Work to do: Copy out the listing from the line that has "[locate] the coconut" to the end of the listing, with requests included. Multiply every answer coordinate by 1.55 and round it to a whole number (halves round up), but leave the requests and the sample coordinates in them unchanged.

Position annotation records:
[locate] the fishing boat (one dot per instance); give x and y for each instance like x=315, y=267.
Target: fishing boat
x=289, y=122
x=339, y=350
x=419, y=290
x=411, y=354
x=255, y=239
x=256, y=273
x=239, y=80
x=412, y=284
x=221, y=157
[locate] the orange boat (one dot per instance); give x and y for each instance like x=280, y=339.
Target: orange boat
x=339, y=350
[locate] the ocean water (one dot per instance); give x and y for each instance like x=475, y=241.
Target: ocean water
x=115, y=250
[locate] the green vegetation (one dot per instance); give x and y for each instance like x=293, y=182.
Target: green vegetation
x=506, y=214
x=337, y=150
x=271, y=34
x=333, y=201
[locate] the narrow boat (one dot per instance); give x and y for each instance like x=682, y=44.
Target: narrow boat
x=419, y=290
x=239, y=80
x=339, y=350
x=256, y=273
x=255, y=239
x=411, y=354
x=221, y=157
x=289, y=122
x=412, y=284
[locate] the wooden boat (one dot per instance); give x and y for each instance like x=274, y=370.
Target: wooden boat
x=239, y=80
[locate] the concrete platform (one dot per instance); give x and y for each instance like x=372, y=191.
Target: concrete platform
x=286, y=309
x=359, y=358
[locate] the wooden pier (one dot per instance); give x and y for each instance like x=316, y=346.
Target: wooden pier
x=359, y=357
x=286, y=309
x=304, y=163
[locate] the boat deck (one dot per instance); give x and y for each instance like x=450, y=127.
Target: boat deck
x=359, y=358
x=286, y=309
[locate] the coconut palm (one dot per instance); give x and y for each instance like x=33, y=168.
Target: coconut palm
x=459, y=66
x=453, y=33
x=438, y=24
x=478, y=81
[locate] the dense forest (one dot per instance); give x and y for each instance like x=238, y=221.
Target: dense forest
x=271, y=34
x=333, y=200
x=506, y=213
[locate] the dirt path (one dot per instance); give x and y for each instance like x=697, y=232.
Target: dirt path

Final answer:
[locate] the coconut palm (one dot per instance); give x and y for each instance like x=33, y=168.
Target: coconut palm
x=711, y=102
x=702, y=51
x=679, y=37
x=741, y=126
[locate] the dense forest (one dot per instance); give x and y for each instance like x=238, y=221.
Target: dense forest
x=420, y=53
x=516, y=310
x=784, y=330
[locate] the dirt path (one dot per instance); give x and y for each instance like x=697, y=232.
Target: dirt path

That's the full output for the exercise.